* _Objective_
Omit the images, then output each of the records below exactly.

* _Records for the task_
------------------------------------
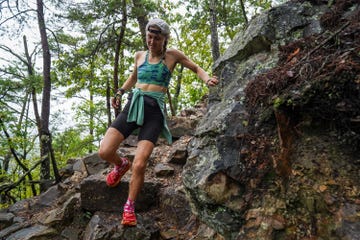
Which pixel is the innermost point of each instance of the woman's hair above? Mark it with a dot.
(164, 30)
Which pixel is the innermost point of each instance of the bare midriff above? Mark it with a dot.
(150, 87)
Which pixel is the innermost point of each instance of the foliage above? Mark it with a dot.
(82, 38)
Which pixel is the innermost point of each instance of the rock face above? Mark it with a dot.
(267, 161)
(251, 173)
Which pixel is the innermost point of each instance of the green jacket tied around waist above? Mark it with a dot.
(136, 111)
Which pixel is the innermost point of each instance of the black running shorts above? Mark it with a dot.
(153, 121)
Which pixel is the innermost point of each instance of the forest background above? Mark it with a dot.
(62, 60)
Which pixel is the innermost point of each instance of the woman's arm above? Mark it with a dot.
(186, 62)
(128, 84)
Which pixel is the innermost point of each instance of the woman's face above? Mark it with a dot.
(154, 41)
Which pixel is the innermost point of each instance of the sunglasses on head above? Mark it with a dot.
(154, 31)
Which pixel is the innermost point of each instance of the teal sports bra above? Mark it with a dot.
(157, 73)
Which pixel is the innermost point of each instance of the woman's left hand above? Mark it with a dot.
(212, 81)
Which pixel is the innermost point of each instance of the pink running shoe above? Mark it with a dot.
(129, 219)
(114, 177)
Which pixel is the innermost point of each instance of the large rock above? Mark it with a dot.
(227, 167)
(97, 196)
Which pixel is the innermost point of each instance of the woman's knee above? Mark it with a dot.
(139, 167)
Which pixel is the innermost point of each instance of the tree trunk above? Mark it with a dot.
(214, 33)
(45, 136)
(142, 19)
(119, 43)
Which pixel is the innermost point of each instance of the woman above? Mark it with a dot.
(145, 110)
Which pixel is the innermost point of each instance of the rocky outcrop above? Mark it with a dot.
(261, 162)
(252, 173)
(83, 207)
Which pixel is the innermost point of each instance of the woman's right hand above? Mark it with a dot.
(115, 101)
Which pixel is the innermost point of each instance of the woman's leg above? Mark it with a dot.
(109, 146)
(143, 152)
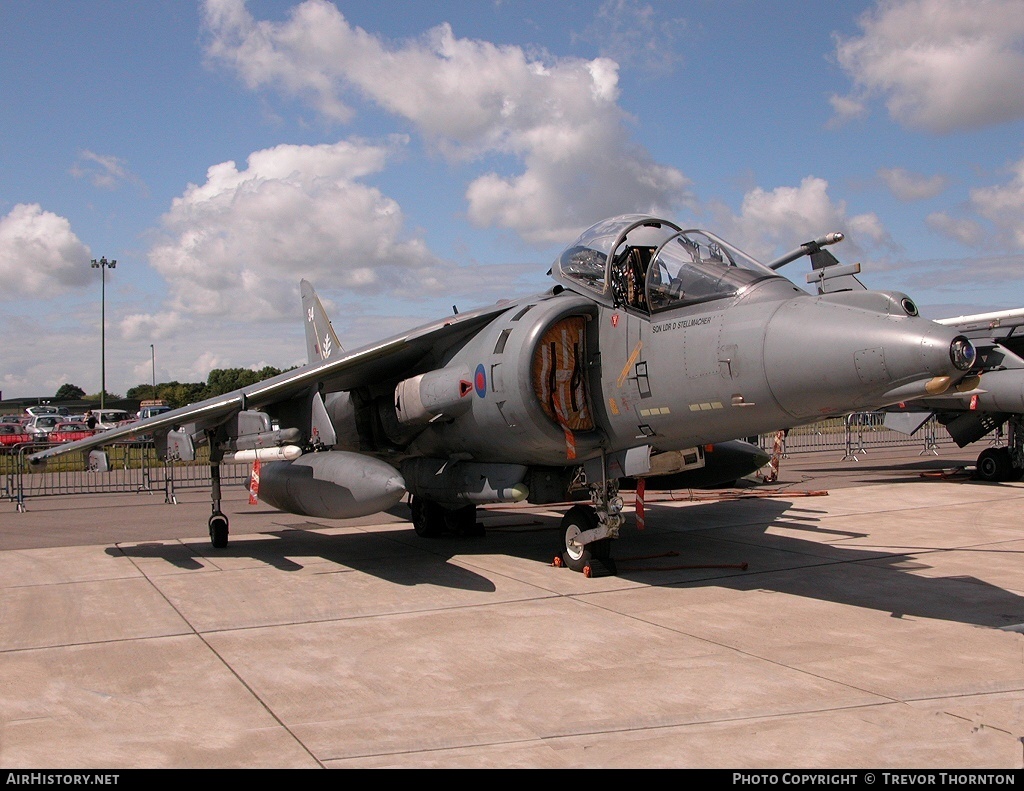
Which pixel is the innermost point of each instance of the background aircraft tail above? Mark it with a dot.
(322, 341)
------------------------------------
* _The completed task_
Which pixel is the innermost point of each instance of the woman's hair above? Mark it with a dot.
(164, 30)
Which pixel is the innermost point of each instance of the bare midriff above? Mark it with a dot.
(150, 87)
Which pixel is the innermost point of each instance of the foliage above? Mark it with a dot.
(82, 38)
Which pixel is the innermost point of each instance of the rock face above? Mark it with a dot.
(267, 161)
(251, 173)
Which pixel is the innermost point of each instance of the green jacket tied around waist above? Mark it with a dot.
(136, 111)
Which pixel is the innermost point of each instance of the black running shorts above? Mark it with a dot.
(153, 121)
Which pixel is the innermost point of each instance of the forest background above? Mark it with a dot.
(62, 60)
Which pixel is the innermost point of each instance of the woman's arm above? Mark it with a dot.
(186, 62)
(128, 84)
Which pixel is the innermost point of each instance of the woman's face above? Mark it with a dot.
(154, 41)
Which pixel is the innermost point of each instance of the sunglasses on head above? Mark it with a dot.
(154, 31)
Which pixel is the innermost point of each instance of the teal sports bra above? Mark it with a dot.
(157, 73)
Which pixel is the innermost point of each instance of the woman's left hand above? Mark it with a dot.
(212, 81)
Which pixel is the innermost point of each instance of the pink running shoe above? Mark it with a dot.
(129, 219)
(114, 177)
Which pixel is the innermost point of each instance of the large rock above? Mark it with a dot.
(227, 167)
(97, 196)
Which pixel is the innermost point of each instance of the woman's knee above? Mark it with a dot.
(139, 167)
Which pixel is the innermost point of each instance of the tree trunk above? Mark it with a dot.
(214, 33)
(45, 136)
(142, 19)
(119, 43)
Which pixel is the innermost point of each instance of the woman above? Mark it with a dot.
(145, 110)
Which pixel is the innermost point of each instance of the rocky outcrop above? Mark it with a dot.
(261, 162)
(252, 173)
(83, 207)
Which pixel is the innermost point of each instance of the woman's right hand above? Mark it with a dot.
(115, 101)
Which pixel is the innermost point of each instance of the woman's leg above? Mark it with a dot.
(109, 146)
(143, 152)
Which pixel is the innermost point of each instance of the background aircraft tail above? Mark it with a dot.
(322, 341)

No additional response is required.